WORK TO COMPLETE – Find the word "bottle" below. Copy each line that has it.

Stored data:
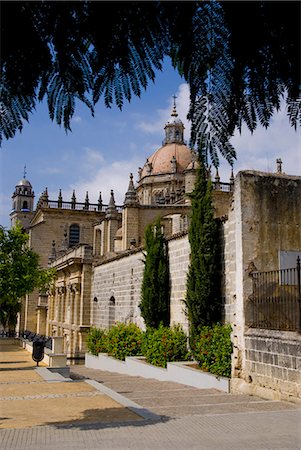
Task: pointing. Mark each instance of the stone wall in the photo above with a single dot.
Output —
(179, 252)
(116, 290)
(121, 279)
(264, 219)
(273, 363)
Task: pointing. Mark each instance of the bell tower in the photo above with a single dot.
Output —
(22, 203)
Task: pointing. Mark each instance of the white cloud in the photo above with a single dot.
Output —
(76, 119)
(114, 175)
(52, 170)
(93, 156)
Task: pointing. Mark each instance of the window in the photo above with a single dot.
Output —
(73, 235)
(111, 311)
(25, 205)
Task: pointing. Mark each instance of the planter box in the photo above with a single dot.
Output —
(179, 372)
(105, 362)
(137, 366)
(182, 373)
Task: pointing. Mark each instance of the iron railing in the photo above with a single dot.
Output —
(275, 302)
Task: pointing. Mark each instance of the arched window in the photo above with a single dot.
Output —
(73, 235)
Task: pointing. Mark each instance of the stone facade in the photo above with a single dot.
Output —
(273, 362)
(264, 220)
(69, 304)
(98, 253)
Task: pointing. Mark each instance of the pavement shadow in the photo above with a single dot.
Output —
(96, 419)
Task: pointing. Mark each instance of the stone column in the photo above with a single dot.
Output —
(76, 289)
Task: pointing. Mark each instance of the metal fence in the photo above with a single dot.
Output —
(275, 302)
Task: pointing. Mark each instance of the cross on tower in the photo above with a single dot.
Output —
(174, 111)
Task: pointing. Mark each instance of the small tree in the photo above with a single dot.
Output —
(202, 299)
(20, 273)
(155, 285)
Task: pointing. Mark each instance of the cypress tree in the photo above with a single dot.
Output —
(202, 299)
(154, 304)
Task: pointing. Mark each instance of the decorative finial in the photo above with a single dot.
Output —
(130, 196)
(232, 177)
(52, 255)
(60, 199)
(174, 111)
(99, 202)
(111, 209)
(279, 165)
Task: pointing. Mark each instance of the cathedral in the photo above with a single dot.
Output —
(76, 237)
(97, 250)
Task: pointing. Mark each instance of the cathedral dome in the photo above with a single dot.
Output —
(174, 156)
(160, 161)
(24, 182)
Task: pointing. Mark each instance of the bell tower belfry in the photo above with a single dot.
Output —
(23, 203)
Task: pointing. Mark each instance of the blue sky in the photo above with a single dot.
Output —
(100, 152)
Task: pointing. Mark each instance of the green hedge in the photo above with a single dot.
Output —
(212, 349)
(97, 341)
(165, 344)
(124, 340)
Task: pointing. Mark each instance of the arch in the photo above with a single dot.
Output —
(74, 234)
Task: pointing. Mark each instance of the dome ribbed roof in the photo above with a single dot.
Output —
(24, 182)
(160, 160)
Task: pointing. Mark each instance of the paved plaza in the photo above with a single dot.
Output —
(94, 409)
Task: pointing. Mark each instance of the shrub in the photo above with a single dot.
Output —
(165, 344)
(212, 348)
(97, 341)
(124, 340)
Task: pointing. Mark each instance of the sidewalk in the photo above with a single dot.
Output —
(28, 400)
(112, 411)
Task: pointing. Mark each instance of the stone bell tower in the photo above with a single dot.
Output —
(22, 203)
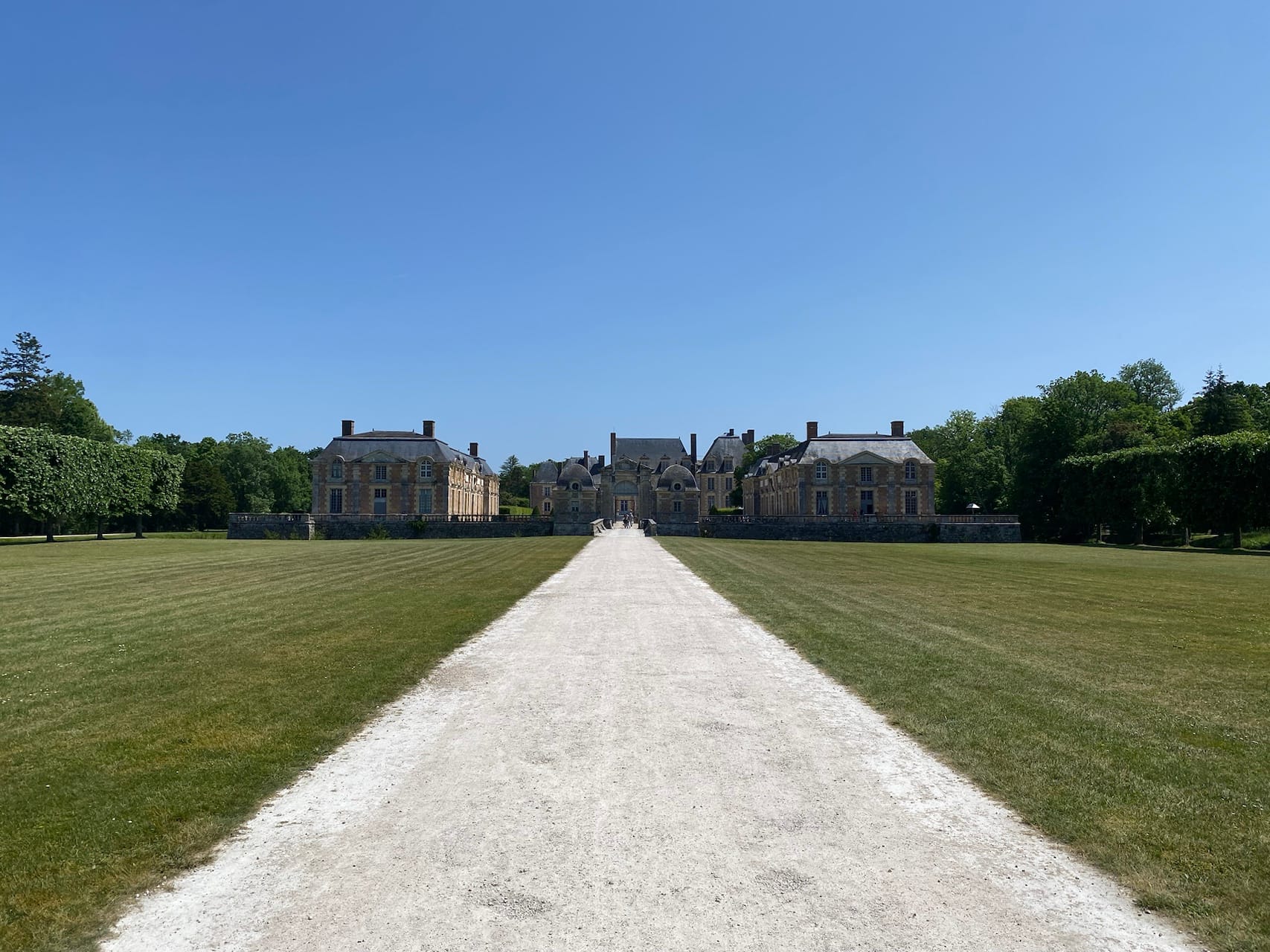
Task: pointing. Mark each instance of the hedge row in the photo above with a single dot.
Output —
(1209, 483)
(51, 477)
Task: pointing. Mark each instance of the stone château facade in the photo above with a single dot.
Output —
(394, 472)
(844, 475)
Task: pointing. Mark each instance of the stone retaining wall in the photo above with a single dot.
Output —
(838, 531)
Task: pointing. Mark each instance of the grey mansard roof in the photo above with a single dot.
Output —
(652, 447)
(845, 447)
(400, 447)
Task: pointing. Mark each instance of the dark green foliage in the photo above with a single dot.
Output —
(48, 476)
(1207, 483)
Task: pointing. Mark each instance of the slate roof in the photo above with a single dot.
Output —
(677, 472)
(729, 445)
(652, 447)
(576, 472)
(404, 446)
(548, 472)
(844, 447)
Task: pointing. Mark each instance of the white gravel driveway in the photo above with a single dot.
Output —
(625, 762)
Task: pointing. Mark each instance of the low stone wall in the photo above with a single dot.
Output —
(298, 526)
(853, 531)
(336, 527)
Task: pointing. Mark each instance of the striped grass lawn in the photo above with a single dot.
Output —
(154, 692)
(1119, 701)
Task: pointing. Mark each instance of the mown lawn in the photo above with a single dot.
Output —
(1119, 701)
(154, 692)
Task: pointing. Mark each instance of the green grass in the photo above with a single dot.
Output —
(1119, 701)
(153, 693)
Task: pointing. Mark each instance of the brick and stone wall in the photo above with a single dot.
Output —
(859, 531)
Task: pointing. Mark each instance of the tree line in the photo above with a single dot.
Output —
(1014, 461)
(242, 472)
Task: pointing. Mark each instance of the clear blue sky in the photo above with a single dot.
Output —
(536, 222)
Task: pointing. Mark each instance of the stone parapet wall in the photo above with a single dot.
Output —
(853, 531)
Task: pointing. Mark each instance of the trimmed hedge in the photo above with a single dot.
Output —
(50, 477)
(1207, 483)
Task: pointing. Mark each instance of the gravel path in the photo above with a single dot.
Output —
(625, 762)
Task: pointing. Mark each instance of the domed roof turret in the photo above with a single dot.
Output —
(576, 472)
(673, 475)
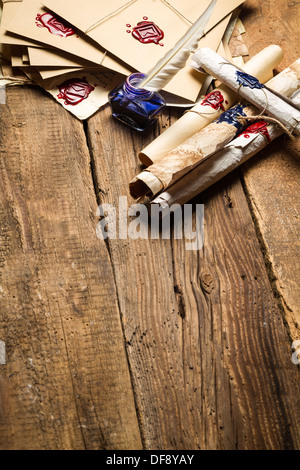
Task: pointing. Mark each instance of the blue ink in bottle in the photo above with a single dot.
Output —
(231, 117)
(136, 107)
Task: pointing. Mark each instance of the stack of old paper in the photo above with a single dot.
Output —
(79, 50)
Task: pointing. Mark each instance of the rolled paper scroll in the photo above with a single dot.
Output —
(207, 141)
(249, 88)
(255, 138)
(222, 98)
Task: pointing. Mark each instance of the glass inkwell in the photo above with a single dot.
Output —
(136, 107)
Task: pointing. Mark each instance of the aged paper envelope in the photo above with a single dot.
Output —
(120, 33)
(80, 93)
(42, 57)
(32, 21)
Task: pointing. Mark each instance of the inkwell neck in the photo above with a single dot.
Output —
(131, 86)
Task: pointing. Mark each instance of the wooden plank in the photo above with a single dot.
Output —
(208, 349)
(66, 383)
(272, 177)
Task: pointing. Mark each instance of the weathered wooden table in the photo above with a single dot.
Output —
(131, 344)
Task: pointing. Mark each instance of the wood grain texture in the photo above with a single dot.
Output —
(272, 177)
(66, 383)
(128, 343)
(208, 349)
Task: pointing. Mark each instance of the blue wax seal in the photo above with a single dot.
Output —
(247, 80)
(230, 117)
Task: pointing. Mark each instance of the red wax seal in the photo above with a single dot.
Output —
(55, 25)
(147, 32)
(260, 127)
(74, 91)
(215, 100)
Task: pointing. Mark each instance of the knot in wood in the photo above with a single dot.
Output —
(207, 282)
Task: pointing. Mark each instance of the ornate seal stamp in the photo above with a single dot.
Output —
(260, 127)
(55, 25)
(147, 32)
(74, 91)
(215, 100)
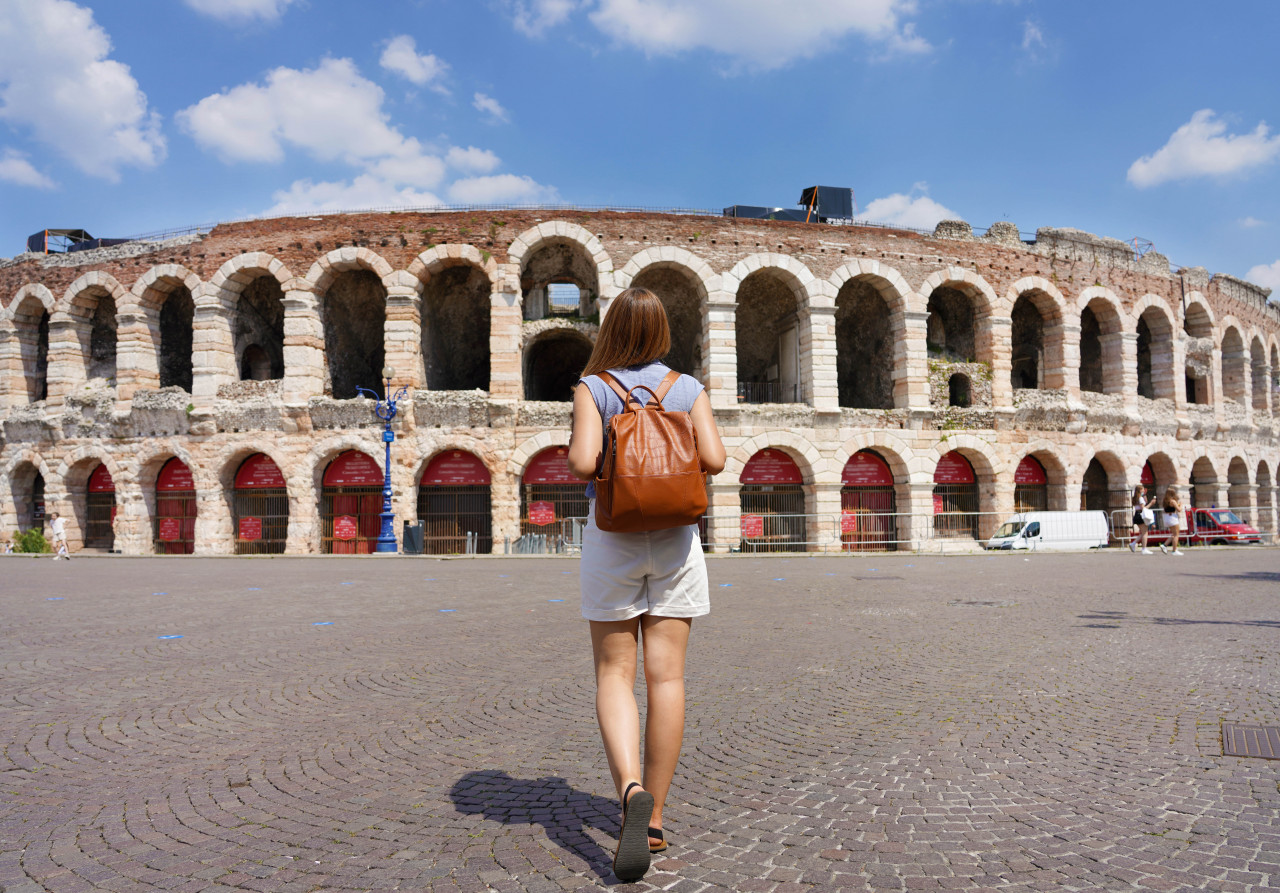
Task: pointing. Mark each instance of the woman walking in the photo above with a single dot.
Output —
(640, 587)
(1142, 518)
(1173, 507)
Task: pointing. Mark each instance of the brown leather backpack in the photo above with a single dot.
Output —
(652, 477)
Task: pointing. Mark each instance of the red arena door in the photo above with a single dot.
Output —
(955, 497)
(771, 499)
(100, 511)
(867, 504)
(1031, 486)
(453, 504)
(176, 509)
(260, 507)
(549, 493)
(351, 504)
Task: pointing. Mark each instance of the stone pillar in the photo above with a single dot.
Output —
(999, 333)
(506, 360)
(304, 343)
(135, 353)
(402, 331)
(912, 361)
(723, 516)
(65, 358)
(1072, 361)
(213, 352)
(818, 362)
(720, 351)
(824, 529)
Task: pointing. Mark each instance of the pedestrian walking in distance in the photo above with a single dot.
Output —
(58, 527)
(639, 587)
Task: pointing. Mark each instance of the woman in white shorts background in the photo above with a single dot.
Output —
(639, 587)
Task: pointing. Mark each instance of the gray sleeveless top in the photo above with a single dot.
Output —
(680, 397)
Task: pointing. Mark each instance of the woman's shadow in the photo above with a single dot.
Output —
(563, 813)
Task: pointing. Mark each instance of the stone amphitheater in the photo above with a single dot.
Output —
(876, 388)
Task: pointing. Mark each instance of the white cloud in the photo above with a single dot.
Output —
(14, 168)
(490, 106)
(501, 188)
(1201, 147)
(472, 160)
(402, 56)
(760, 33)
(1267, 275)
(238, 12)
(58, 82)
(917, 211)
(364, 191)
(534, 17)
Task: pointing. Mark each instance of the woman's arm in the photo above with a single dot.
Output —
(711, 449)
(586, 438)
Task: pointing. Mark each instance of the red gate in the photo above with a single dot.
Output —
(100, 511)
(260, 507)
(176, 509)
(452, 502)
(868, 504)
(351, 504)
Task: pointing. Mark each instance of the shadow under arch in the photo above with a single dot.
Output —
(549, 801)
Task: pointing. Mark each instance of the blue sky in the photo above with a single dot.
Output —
(1127, 119)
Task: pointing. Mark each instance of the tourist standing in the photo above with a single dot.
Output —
(639, 587)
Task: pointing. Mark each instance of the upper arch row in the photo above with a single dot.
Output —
(716, 288)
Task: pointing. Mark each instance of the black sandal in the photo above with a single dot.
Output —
(631, 860)
(656, 834)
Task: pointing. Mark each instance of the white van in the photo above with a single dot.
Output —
(1052, 531)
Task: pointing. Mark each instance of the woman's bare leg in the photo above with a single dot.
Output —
(666, 639)
(613, 644)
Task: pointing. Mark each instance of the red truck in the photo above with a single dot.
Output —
(1203, 526)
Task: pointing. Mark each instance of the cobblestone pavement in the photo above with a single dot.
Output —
(854, 723)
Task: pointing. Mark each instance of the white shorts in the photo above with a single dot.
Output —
(661, 572)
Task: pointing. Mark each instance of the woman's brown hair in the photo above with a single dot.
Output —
(634, 331)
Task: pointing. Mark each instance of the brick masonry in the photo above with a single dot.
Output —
(133, 426)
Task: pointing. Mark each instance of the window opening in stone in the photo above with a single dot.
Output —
(558, 262)
(456, 329)
(771, 502)
(259, 324)
(864, 348)
(455, 504)
(680, 297)
(950, 326)
(177, 316)
(1233, 366)
(553, 363)
(1028, 335)
(355, 311)
(768, 340)
(1091, 352)
(103, 339)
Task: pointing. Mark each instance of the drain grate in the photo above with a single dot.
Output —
(1257, 741)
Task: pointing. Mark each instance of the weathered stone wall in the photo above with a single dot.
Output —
(442, 297)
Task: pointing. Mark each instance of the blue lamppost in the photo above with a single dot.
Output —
(385, 410)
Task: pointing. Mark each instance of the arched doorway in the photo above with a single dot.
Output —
(955, 497)
(100, 511)
(549, 493)
(453, 504)
(351, 502)
(260, 507)
(772, 503)
(176, 509)
(868, 505)
(1031, 486)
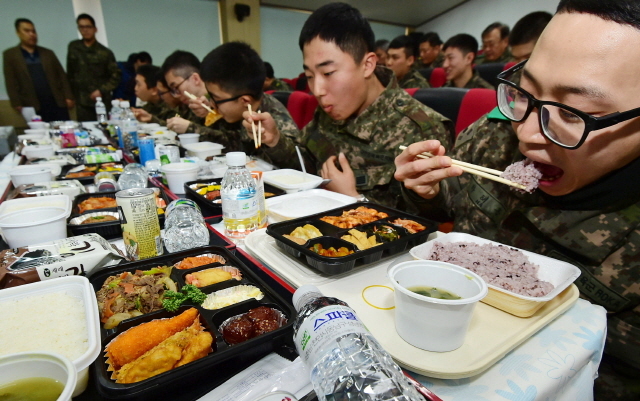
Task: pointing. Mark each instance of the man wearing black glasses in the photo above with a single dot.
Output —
(573, 109)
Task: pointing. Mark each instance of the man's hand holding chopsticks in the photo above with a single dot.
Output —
(424, 175)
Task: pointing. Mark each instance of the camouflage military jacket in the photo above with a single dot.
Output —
(603, 241)
(438, 62)
(413, 79)
(505, 58)
(371, 140)
(235, 138)
(279, 86)
(476, 81)
(90, 68)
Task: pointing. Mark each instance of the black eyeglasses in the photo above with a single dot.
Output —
(175, 91)
(561, 124)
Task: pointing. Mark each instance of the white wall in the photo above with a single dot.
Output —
(474, 16)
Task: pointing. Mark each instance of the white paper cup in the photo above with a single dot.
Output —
(429, 323)
(179, 173)
(51, 365)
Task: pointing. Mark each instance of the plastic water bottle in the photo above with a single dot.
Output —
(184, 226)
(129, 127)
(240, 205)
(345, 360)
(101, 111)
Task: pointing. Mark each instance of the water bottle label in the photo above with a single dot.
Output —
(323, 327)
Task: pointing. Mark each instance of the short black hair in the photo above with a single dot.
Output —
(343, 25)
(144, 57)
(529, 28)
(149, 73)
(86, 16)
(431, 37)
(463, 42)
(20, 21)
(625, 12)
(406, 43)
(382, 44)
(504, 29)
(236, 68)
(182, 63)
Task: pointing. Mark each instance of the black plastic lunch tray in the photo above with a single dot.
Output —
(110, 229)
(88, 180)
(331, 238)
(210, 208)
(225, 358)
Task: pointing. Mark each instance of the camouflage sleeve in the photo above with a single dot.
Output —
(114, 75)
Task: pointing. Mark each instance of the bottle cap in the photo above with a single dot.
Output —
(236, 159)
(304, 295)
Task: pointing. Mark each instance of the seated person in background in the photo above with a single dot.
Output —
(233, 74)
(146, 90)
(401, 58)
(362, 117)
(181, 71)
(575, 112)
(430, 47)
(271, 83)
(495, 44)
(381, 51)
(525, 34)
(460, 52)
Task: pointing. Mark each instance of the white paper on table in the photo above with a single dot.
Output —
(271, 373)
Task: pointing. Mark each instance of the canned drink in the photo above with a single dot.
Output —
(139, 222)
(171, 154)
(105, 181)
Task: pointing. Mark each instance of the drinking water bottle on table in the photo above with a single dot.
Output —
(345, 360)
(240, 203)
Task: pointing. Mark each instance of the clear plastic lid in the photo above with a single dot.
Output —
(236, 159)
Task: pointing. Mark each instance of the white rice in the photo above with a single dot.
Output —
(53, 322)
(500, 265)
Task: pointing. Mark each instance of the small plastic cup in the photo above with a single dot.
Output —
(434, 324)
(179, 173)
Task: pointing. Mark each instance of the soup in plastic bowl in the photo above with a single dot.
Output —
(428, 323)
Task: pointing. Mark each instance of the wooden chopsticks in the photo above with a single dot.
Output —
(484, 172)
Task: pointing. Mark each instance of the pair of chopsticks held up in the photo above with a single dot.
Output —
(480, 171)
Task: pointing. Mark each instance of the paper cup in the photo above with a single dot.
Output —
(429, 323)
(179, 173)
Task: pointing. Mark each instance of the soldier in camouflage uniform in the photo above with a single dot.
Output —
(363, 116)
(91, 69)
(460, 52)
(401, 58)
(586, 211)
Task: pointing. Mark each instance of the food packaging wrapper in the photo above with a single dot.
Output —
(65, 257)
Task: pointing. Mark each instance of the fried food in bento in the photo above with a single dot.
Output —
(133, 343)
(196, 261)
(101, 202)
(355, 217)
(187, 345)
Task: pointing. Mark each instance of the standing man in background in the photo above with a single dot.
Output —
(92, 69)
(34, 77)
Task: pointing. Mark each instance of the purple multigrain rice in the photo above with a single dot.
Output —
(499, 265)
(525, 173)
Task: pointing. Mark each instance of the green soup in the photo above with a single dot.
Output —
(433, 292)
(31, 389)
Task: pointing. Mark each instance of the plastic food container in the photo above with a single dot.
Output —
(226, 359)
(25, 365)
(22, 175)
(560, 274)
(213, 207)
(433, 324)
(291, 180)
(332, 238)
(77, 287)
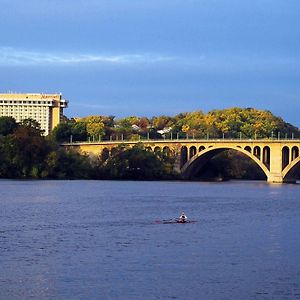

COMPLETED EXERCISE –
Task: pointing. Mark each instance of the blue ink in bottle in the photo above with a single dot.
Task: pointing. Mark each instance of the plastic water bottle in the photo above with a single dot.
Task: pointing. Mark each instance of the water bottle label in the photo above with a single dot.
Task: pointing. Mark each instance of the bottle cap in the photo above with a single dot.
Task: pointing. Mark each instance of the drinking water bottle on table in the photo above with a single dot.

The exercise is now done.